▶ _DOCUMENT SOURCE_:
# # # #
JOURNAL D'UN OFFICIER ANGLAIS EN 1813 ET 1814.
Pendant les guerres napoléoniennes qui se sont passées au Pays Basque Nord et Sud, en 1813 et 1814, des écrits de soldats et officiers anglais qui y ont participé sont parvenus jusqu'à nos jours.
Voici ce que rapporta à ce sujet l'hebdomadaire La Revue Politique et Littéraire, le 13 août 1892,
sous la plume de Jacques Normand :
"The Subaltern."
Journal d’un officier anglais, 1813-1814.
... Chose à remarquer dans presque toutes les guerres entre nations civilisées, ce souci de la nourriture, ce besoin constant du soldat d’assurer et d’améliorer son ordinaire, crée en quelque sorte un lien, une communauté de vie entre les parties belligérantes. On s’est battu furieusement hier, on se battra encore demain ; aujourd’hui, aucun engagement n’a lieu, une manière de trêve tacite s'établit, on se rapproche, les avant-postes fraternisent, les soldats cessent d'être des ennemis pour redevenir des hommes et comprendre les souffrances et les désirs que peuvent éprouver d’autres hommes. Ne les éprouvent-ils pas quotidiennement eux-mêmes, d’ailleurs, et n'est-il pas des moments où dans les âmes les plus vulgaires, sans même qu’elles en aient conscience, les grandes idées d’humanité se font jour ?
Le lieutenant nous raconte, "comme preuve de l'excellente intelligence qui régnait entre les armées belligérantes", que plus d’une fois, pêchant dans la Bidassoa, il s’avança dans l’eau jusqu’au milieu de la petite rivière, les piquets de l'ennemi étant sur la rive opposée :
Les soldats français descendaient en foule pour assister à mes exploits et me désignaient les endroits où je pouvais espérer la meilleure pêche. Dans ces occasions, la seule précaution dont j’usais était de me mettre une jaquette rouge, et je pouvais alors approcher sans aucun risque à quelques mètres de leurs sentinelles.
# # # #
▶ _DONNÉES BRUTES_:
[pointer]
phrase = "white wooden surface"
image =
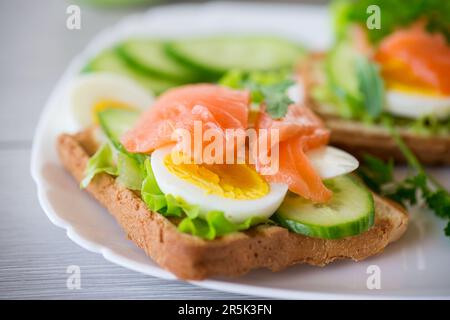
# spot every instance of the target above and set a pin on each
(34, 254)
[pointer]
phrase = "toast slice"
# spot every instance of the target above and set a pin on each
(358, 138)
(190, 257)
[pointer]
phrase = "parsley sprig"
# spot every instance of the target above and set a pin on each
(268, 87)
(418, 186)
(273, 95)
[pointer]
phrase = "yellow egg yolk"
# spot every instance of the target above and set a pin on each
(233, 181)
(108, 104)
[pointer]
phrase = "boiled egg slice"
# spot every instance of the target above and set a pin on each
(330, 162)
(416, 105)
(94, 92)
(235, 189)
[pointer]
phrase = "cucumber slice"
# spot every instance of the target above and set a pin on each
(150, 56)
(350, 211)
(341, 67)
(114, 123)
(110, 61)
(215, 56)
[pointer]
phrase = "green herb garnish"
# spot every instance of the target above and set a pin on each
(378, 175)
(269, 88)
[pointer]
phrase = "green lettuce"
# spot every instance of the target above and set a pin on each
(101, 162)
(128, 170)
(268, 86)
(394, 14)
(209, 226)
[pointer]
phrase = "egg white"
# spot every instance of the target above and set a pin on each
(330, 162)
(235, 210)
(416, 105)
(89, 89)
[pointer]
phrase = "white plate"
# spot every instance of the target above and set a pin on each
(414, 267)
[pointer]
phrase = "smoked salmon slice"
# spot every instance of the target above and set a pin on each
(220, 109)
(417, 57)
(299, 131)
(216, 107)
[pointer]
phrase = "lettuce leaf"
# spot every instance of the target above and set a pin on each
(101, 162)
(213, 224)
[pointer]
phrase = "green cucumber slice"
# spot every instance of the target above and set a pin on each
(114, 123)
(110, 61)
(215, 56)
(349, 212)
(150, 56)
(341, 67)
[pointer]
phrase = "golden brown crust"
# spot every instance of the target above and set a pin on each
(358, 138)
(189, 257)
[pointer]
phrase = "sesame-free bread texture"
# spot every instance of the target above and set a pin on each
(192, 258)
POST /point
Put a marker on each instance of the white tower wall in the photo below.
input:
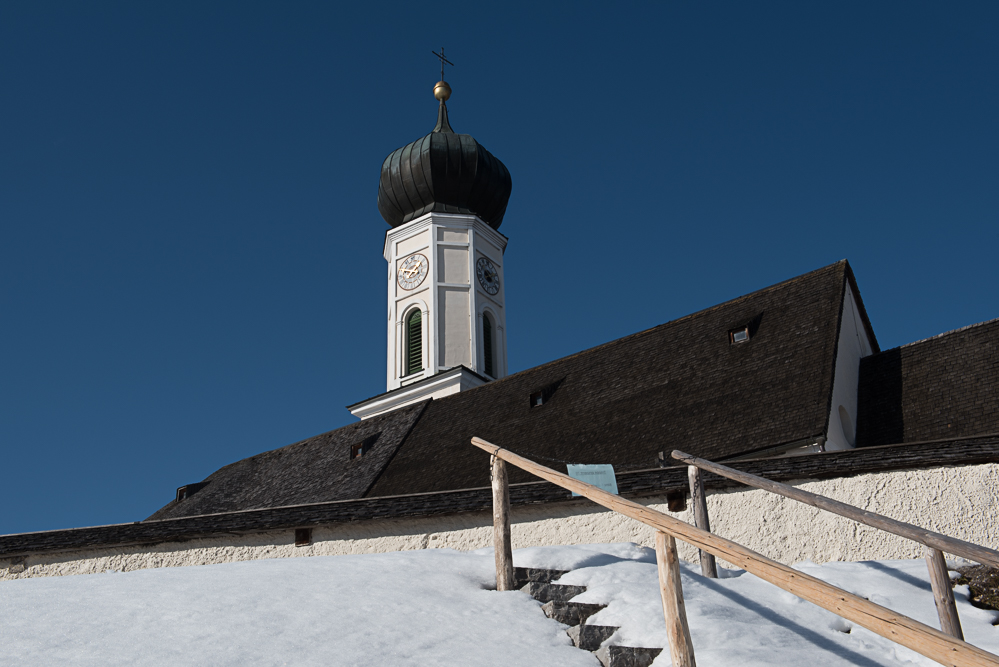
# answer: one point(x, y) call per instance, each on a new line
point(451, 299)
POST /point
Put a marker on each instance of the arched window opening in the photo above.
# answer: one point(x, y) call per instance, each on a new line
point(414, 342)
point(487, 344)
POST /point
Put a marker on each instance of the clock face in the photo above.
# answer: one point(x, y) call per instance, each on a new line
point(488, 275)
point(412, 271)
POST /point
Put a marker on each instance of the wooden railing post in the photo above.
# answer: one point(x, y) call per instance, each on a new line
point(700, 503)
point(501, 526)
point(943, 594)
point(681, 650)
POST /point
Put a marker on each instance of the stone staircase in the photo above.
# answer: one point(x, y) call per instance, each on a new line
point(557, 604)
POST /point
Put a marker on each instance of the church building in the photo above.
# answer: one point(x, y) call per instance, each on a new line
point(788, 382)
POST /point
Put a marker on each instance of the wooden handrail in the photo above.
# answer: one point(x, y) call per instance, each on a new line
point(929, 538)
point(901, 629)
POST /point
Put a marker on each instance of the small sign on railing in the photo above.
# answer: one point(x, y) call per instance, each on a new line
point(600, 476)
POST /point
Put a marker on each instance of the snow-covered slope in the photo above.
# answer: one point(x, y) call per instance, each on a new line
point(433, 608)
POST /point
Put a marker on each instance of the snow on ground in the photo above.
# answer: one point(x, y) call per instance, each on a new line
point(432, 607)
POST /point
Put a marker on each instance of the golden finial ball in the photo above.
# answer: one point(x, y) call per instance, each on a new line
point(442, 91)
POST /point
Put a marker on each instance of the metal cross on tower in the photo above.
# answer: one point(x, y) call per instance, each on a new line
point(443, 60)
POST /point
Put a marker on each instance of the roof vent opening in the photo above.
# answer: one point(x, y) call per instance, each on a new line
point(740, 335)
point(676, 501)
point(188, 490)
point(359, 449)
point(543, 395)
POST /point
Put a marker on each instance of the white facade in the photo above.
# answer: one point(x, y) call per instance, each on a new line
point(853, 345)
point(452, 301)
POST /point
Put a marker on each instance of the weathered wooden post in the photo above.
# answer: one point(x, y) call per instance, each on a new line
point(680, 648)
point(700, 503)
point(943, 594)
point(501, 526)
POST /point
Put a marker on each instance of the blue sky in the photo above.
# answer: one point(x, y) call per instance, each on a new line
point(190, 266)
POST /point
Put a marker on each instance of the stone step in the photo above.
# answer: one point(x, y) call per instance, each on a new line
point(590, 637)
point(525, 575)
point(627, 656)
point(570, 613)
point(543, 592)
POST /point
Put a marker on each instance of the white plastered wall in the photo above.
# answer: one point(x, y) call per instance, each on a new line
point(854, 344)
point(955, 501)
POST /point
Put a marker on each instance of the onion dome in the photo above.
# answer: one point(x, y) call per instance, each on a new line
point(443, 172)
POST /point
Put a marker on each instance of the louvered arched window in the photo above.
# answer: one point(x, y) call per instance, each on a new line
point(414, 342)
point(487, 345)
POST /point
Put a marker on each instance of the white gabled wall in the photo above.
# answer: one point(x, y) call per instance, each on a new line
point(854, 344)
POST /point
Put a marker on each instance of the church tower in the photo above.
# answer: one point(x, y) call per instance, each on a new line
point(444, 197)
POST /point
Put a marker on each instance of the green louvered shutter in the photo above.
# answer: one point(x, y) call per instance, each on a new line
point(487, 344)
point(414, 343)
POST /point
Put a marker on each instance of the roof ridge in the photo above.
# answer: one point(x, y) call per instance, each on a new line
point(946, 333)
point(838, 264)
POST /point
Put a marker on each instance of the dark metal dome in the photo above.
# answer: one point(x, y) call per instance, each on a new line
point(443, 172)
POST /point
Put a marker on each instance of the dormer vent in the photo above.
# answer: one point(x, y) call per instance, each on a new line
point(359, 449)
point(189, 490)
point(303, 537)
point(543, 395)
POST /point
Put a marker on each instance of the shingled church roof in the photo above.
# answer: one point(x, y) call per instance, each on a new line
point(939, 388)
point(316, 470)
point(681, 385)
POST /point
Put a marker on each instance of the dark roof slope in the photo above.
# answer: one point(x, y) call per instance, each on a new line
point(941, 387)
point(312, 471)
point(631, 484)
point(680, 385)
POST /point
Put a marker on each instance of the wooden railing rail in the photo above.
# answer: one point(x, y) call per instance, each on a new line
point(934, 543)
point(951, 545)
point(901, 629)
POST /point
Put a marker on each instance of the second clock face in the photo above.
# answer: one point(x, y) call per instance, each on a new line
# # # #
▶ _OBJECTIF 1_: Recopiez le passage du document source qui commence par "Voici ce que" et va jusqu'à "officier anglais, 1813-1814.", en substituant "périodique" à "hebdomadaire".
▶ _OBJECTIF 2_: Relevez toutes les années mentionnées dans le document source.
Les données constituent un matériau indépendant du document source.

▶ _BONNE RÉPONSE 1_:
Voici ce que rapporta à ce sujet l'périodique La Revue Politique et Littéraire, le 13 août 1892,
sous la plume de Jacques Normand :
"The Subaltern."
Journal d’un officier anglais, 1813-1814.

▶ _BONNE RÉPONSE 2_: 1813, 1814, 1892